> [SUPPLIED RECORDS]
######

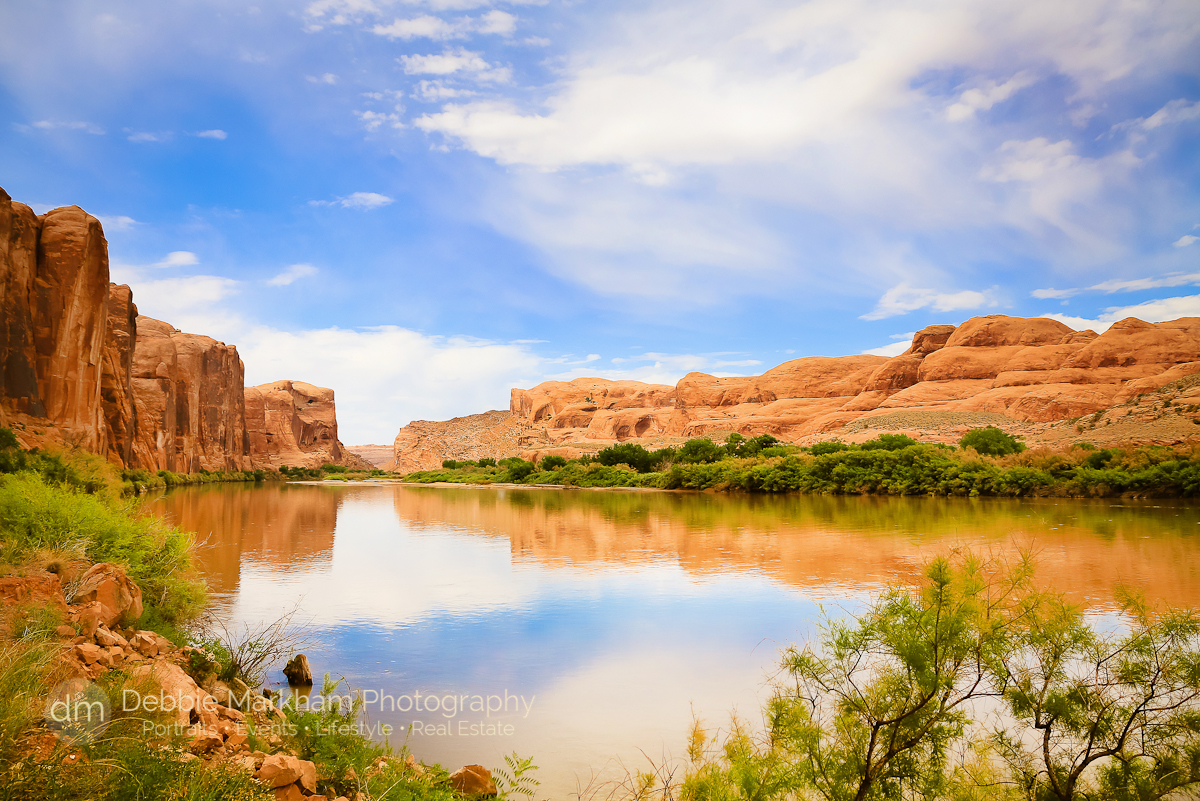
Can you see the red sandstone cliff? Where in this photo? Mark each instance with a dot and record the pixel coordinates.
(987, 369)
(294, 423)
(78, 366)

######

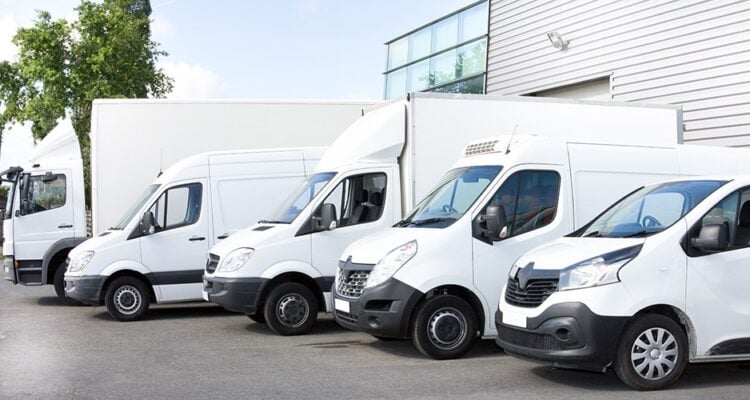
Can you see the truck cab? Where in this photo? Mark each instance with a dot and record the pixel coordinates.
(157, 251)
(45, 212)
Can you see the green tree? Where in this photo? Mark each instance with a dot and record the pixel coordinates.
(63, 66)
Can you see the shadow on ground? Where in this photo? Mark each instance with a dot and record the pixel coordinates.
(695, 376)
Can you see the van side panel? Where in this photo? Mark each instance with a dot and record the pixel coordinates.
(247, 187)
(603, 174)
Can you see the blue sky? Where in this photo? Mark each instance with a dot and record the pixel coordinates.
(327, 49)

######

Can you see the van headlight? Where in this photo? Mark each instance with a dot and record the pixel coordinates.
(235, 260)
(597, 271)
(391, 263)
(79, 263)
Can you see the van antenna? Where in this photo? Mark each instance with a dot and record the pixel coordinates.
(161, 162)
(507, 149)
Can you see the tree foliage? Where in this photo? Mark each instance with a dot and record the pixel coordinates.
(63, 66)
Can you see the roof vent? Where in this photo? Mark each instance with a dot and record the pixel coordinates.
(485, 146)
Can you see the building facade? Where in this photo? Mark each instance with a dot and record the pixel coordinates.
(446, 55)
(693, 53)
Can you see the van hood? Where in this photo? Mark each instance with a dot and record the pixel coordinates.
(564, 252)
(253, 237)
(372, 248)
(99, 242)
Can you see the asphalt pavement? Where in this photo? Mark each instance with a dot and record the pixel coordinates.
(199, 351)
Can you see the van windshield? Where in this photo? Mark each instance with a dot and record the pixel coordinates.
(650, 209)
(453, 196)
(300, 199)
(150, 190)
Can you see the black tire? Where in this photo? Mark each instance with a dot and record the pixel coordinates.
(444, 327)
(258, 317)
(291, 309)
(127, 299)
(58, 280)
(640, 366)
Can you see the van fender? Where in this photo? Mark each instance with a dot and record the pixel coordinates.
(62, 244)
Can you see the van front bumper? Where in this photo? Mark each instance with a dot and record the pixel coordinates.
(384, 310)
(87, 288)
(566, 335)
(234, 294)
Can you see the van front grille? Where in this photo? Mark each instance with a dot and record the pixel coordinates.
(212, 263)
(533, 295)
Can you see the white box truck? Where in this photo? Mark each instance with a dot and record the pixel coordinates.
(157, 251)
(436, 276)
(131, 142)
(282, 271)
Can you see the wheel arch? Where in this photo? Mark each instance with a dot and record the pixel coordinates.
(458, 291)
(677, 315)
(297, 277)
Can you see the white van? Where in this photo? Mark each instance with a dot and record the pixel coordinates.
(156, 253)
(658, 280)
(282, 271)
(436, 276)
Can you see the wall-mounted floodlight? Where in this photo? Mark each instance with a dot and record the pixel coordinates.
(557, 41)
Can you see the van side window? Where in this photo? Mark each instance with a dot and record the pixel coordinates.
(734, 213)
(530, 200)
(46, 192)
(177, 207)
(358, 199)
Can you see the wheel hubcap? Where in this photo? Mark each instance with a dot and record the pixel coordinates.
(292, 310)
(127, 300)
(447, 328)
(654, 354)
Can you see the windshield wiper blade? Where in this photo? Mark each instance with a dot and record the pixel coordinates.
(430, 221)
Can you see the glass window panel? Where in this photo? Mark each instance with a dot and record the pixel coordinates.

######

> [OBJECTIVE] Could you retype the entries between the lines holding "Can you see the van side window?" and "Can you see the glass", inclusive, with no changes?

> [FINAL RESULT]
Can you see the van side window? Where in this photo? Mark each instance with a dot and record the pixel coordinates.
(734, 213)
(530, 200)
(46, 192)
(177, 207)
(358, 199)
Can you see the wheel hubcap? Where in this photo? Mark each instance with a dot and record the pixel coordinates.
(292, 310)
(127, 300)
(447, 328)
(654, 354)
Can you see the windshield wiper blade? Where in this photo? Mark each instance with a dot and record the pixel coordinates.
(430, 221)
Can you see the glass window panel? Where in this photo? Mark each instance with a dot and record the pixel coordinates.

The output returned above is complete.